### [Exercise directions]
Copy out the rows below unchanged, everything from the first one down to the line containing "[[[167,148],[164,151],[166,152],[168,151],[171,151],[173,148]]]", including that line.

### [Supplied data]
[BEGIN]
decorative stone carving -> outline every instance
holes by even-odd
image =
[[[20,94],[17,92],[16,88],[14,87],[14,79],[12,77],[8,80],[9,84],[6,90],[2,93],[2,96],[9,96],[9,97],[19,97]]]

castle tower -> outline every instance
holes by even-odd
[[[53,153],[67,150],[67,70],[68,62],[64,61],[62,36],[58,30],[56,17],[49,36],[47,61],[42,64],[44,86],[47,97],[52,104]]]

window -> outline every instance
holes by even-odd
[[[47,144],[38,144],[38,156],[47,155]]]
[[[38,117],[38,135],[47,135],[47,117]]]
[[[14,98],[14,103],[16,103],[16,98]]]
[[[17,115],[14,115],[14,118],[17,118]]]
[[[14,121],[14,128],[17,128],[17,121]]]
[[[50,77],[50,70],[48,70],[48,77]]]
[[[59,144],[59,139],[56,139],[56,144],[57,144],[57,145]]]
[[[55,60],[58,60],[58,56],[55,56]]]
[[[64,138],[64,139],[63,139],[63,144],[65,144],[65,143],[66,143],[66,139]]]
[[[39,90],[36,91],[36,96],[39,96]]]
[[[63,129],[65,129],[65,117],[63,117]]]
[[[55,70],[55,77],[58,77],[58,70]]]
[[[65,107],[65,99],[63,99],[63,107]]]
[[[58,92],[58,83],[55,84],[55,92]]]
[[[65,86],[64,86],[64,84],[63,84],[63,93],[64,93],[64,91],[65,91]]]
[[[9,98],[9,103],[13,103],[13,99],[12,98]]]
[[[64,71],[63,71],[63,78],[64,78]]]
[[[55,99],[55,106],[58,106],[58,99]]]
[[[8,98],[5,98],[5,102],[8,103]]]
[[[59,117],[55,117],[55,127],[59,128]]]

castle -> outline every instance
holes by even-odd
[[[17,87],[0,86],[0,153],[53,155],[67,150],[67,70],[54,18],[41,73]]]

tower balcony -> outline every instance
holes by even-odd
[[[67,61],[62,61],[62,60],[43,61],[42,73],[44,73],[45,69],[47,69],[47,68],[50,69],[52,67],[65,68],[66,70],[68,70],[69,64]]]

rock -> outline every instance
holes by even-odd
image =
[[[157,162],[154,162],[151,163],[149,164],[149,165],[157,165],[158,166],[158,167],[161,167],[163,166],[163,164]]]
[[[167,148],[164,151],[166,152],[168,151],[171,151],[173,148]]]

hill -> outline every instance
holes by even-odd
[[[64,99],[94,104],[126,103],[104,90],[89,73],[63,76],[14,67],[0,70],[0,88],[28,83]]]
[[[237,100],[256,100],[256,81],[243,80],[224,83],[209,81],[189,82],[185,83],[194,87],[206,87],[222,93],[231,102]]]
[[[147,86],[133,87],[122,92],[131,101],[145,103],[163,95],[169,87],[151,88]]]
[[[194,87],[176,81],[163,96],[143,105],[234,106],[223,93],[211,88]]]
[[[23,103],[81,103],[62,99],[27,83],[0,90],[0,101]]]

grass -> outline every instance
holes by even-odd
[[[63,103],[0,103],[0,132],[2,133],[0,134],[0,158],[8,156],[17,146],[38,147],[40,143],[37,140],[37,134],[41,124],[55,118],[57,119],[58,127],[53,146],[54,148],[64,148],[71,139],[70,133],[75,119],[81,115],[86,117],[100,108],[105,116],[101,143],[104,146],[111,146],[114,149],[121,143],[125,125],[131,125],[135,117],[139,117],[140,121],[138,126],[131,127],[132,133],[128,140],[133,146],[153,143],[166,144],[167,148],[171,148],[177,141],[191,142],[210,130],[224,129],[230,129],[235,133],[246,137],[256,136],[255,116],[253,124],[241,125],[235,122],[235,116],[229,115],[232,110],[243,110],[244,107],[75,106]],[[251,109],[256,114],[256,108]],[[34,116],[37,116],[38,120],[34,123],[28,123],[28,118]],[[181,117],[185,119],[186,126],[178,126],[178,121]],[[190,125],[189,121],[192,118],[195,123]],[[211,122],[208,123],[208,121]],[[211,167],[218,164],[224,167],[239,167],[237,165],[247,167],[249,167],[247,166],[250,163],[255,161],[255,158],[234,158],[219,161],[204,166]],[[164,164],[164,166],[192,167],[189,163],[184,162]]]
[END]
### [Answer to this problem]
decorative stone carving -> outline every instance
holes by even-odd
image =
[[[20,94],[17,92],[16,88],[14,87],[14,79],[12,77],[8,80],[9,84],[6,90],[2,93],[2,96],[9,96],[9,97],[19,97]]]

castle tower -> outline every instance
holes by even-odd
[[[53,153],[67,150],[67,70],[68,62],[64,61],[62,36],[58,30],[56,17],[49,36],[47,61],[42,64],[44,86],[47,97],[52,104]]]

window -> outline every instance
holes by even-odd
[[[47,144],[38,144],[38,156],[47,155]]]
[[[38,117],[38,135],[47,135],[47,117]]]
[[[14,98],[14,103],[16,103],[16,98]]]
[[[17,115],[14,115],[14,118],[17,118]]]
[[[14,121],[14,128],[17,128],[17,121]]]
[[[50,77],[50,70],[48,70],[48,77]]]
[[[59,144],[59,139],[56,139],[56,144],[57,144],[57,145]]]
[[[55,60],[58,60],[58,56],[55,56]]]
[[[64,138],[64,139],[63,139],[63,144],[65,144],[65,143],[66,143],[66,139]]]
[[[39,90],[36,91],[36,96],[39,96]]]
[[[63,129],[65,129],[65,117],[63,117]]]
[[[55,70],[55,77],[58,77],[58,70]]]
[[[65,107],[65,99],[63,99],[63,107]]]
[[[58,92],[58,83],[55,84],[55,92]]]
[[[65,86],[64,86],[64,84],[63,84],[63,93],[64,93],[64,91],[65,91]]]
[[[9,98],[9,103],[13,103],[13,99],[12,98]]]
[[[64,71],[63,71],[63,78],[64,78]]]
[[[55,99],[55,106],[58,106],[58,99]]]
[[[8,98],[5,98],[5,102],[8,103]]]
[[[59,117],[55,117],[55,127],[59,128]]]

castle -> outline every instance
holes by even-odd
[[[17,87],[0,86],[0,153],[53,155],[67,150],[67,70],[54,18],[41,73]]]

tower balcony -> outline every instance
holes by even-odd
[[[67,61],[62,61],[62,60],[43,61],[42,73],[44,73],[45,69],[47,69],[47,68],[50,69],[52,67],[65,68],[66,70],[68,70],[69,64]]]

rock -> outline every instance
holes by even-odd
image =
[[[157,162],[154,162],[151,163],[149,164],[149,165],[157,165],[158,166],[158,167],[161,167],[163,166],[163,164]]]
[[[167,148],[164,151],[166,152],[168,151],[171,151],[173,148]]]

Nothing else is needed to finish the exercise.